## [Task directions]
Arrange the lines below as a numbered list, leaving out any blank lines.

Entries supplied start

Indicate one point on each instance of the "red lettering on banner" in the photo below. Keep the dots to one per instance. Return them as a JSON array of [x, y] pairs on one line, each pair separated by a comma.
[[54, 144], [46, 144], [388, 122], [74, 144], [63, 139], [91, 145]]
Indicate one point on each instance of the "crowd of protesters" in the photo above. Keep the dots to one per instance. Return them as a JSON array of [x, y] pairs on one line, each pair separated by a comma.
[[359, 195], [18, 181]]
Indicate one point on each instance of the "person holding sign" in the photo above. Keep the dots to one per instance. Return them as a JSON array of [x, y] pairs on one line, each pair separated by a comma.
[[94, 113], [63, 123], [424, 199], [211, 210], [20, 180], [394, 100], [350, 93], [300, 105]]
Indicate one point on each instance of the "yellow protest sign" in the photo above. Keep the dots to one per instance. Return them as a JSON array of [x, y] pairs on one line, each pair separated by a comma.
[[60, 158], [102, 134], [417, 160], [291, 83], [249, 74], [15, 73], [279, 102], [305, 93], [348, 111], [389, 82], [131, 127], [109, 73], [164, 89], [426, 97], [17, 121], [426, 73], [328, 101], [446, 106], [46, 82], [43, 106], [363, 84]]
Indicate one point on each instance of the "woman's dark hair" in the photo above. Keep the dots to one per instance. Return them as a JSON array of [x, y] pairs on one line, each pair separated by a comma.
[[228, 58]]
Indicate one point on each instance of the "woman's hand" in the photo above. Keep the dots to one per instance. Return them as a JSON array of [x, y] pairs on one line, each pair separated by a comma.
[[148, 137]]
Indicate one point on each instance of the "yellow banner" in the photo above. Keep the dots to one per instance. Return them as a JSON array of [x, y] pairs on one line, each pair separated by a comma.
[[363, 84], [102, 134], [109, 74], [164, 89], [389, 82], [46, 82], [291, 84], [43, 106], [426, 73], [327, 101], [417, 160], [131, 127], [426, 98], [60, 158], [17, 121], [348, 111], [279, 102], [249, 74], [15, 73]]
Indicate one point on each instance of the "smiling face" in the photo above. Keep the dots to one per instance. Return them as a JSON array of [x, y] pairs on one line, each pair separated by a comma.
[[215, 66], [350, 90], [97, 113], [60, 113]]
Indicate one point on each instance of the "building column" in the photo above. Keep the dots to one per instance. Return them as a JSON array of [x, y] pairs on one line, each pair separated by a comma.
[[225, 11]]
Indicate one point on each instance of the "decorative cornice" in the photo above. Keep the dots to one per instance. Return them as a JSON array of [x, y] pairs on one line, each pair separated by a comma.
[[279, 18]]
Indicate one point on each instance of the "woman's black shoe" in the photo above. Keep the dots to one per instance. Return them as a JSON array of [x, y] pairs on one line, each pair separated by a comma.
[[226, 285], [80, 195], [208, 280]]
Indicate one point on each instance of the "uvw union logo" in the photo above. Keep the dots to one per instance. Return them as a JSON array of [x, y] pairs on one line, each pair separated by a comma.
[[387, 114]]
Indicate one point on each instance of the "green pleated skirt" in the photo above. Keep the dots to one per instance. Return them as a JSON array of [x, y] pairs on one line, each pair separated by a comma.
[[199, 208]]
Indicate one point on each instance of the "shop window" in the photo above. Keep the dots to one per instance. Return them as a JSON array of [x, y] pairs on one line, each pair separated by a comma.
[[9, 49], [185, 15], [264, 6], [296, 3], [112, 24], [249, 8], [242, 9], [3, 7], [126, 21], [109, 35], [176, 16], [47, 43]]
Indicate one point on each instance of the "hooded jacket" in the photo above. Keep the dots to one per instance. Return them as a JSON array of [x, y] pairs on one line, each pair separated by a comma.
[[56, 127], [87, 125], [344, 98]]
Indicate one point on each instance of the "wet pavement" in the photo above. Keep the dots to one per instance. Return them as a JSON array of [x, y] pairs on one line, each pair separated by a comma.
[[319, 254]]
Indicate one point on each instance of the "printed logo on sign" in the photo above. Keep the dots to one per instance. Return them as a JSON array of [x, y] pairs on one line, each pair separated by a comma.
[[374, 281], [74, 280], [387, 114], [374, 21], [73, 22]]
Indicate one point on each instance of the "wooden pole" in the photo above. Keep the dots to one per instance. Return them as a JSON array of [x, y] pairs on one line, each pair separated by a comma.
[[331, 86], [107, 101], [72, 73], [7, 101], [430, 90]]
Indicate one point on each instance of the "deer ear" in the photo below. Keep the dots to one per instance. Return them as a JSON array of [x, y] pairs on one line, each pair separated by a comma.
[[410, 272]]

Entries supplied end

## [Task output]
1. Indicate one point on each instance of the "red lettering on banner" in the photo below. Keep the dots to one per instance. Return them as a JSON array of [x, y] pairs on one line, each pair separated by a comma.
2. [[54, 144], [46, 144], [388, 122], [74, 144], [63, 139], [91, 145]]
3. Indicate one point on each instance of the "crowd of protesters" in the photo above. Keep the dots to one per instance. Return them as a JSON array of [x, y] pairs on one line, each pair separated by a comma.
4. [[359, 195], [18, 181]]
5. Indicate one point on each instance of the "person holding sign" in the photo above. Keep the dots to one per instance. Return them as a JSON array of [x, y] pairs on one line, each pair separated by a comma.
6. [[94, 113], [63, 123], [424, 199], [211, 210], [20, 180], [394, 100], [350, 93], [300, 105]]
7. Indicate one point on each instance of the "yellow protest sign" in the photo above. Keep the dots to one per instance. Return them as a JSON array of [x, y] pairs on one line, each pair separated by a comma.
8. [[60, 158], [102, 134], [417, 160], [291, 83], [249, 74], [15, 73], [279, 102], [305, 93], [348, 111], [389, 82], [131, 127], [109, 73], [164, 89], [426, 97], [17, 121], [426, 73], [328, 101], [446, 106], [46, 82], [43, 106], [363, 84]]
9. Indicate one point on each instance of the "woman's dark hair" in the photo above. Keep the dots to one per instance. Return them as a JSON array of [x, y] pairs on one line, each pair separated by a comma.
10. [[228, 58]]
11. Indicate one point on each instance of the "woman's hand" in the photo above. Keep the dots to one per instance. Return them as a JSON array of [x, y] pairs on one line, each pair separated by a comma.
12. [[148, 137]]
13. Indicate one point on each instance of the "yellow banner" in the photo above. Keep the dots to one per instance. Return them as a JSON array of [x, y] pairs on one line, each pair separated by a comma.
14. [[363, 84], [102, 134], [109, 74], [164, 89], [389, 82], [46, 82], [291, 84], [43, 106], [426, 73], [327, 101], [417, 160], [131, 127], [426, 98], [60, 158], [17, 121], [348, 111], [279, 102], [249, 74], [15, 73]]
15. Indicate one point on each instance of the "smiling face" in the photo above. Keep the dots to one per instance. Return them as a JSON array of [x, y] pairs on one line, each pair separated by a comma.
16. [[215, 66], [350, 90], [97, 113], [60, 113]]
17. Indicate one point on each instance of the "building column" in the photo above. Keep the dots to one per instance. Return them as a JSON array of [x, y] pairs on one line, each pair separated by a comma.
18. [[225, 11]]
19. Indicate one point on each instance of the "decorative cornice" in the photo above. Keep the dots to one per instance. Return them as a JSON array of [x, y] pairs on one line, each pair separated by a comma.
20. [[279, 18]]
21. Indicate one point on each instance of the "woman's black shoe" in the photo above. Keep the dots to one per instance. Return them as a JSON array of [x, y] pairs on one line, each pair separated by a comma.
22. [[226, 285], [80, 195], [208, 280]]
23. Indicate one point on each instance of the "uvw union logo" in the photo above. Keep the dots to one per instance. Return them as a JSON array of [x, y] pairs on one line, each pair separated by a comma.
24. [[387, 114]]
25. Indicate one point on each instance of the "green pleated skirt" in the photo above. Keep the dots to one per instance. Return them as a JSON array of [x, y] pairs on one line, each pair separated by a comma.
26. [[199, 208]]
27. Indicate one point on each instance of the "shop window" in the photo above. Keep the dots to one per instance. Return them as a JSON array of [x, y] pairs on one line, each pair separated by a comma.
28. [[9, 49], [185, 15], [264, 6], [296, 3], [112, 24], [249, 8], [242, 9], [3, 7], [126, 21], [109, 35], [176, 16], [47, 43]]
29. Indicate one point on each instance of the "hooded jacket" in the photo above. Keep the dots to one per instance. Return them as a JSON array of [x, y] pairs on one line, each pair separated by a comma.
30. [[56, 127], [87, 125], [344, 98]]
31. Indicate one point on each instance of the "wet pavement" in the photo above. Keep the dots to one per instance. Return them as a JSON array of [x, y] pairs on one line, each pair separated by a comma.
32. [[319, 254]]
33. Indicate one point on each instance of the "printed logo on sign" in the photo above. Keep the dots to one per instance. Return them as a JSON array of [x, y] pairs on one line, each pair separated by a comma.
34. [[374, 281], [74, 280], [387, 114], [374, 21], [73, 22]]
35. Indicate one point on each instance of the "wooden pole" in the photo above. Keep the dots to one per instance. Return them as a JSON array of [x, y] pairs on one line, each pair separated by a comma.
36. [[331, 86], [107, 101], [72, 73], [7, 101], [430, 90]]
37. Indicate one point on each instance of the "deer ear" in the photo below. Keep the dots to one per instance. Return them as a JSON array of [x, y] pairs on one line, each pair separated by a comma.
38. [[410, 272]]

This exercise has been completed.